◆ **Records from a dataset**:
▬▬▬▬▬▬

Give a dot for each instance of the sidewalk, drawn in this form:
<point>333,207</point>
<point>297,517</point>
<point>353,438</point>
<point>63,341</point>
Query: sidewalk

▬▬▬▬▬▬

◆ **THE EXERCISE**:
From the records above, extract everything verbatim.

◆ **EXERCISE RESPONSE**:
Give a dot for each instance of the sidewalk, drawn in this form:
<point>333,207</point>
<point>297,517</point>
<point>353,438</point>
<point>63,341</point>
Query: sidewalk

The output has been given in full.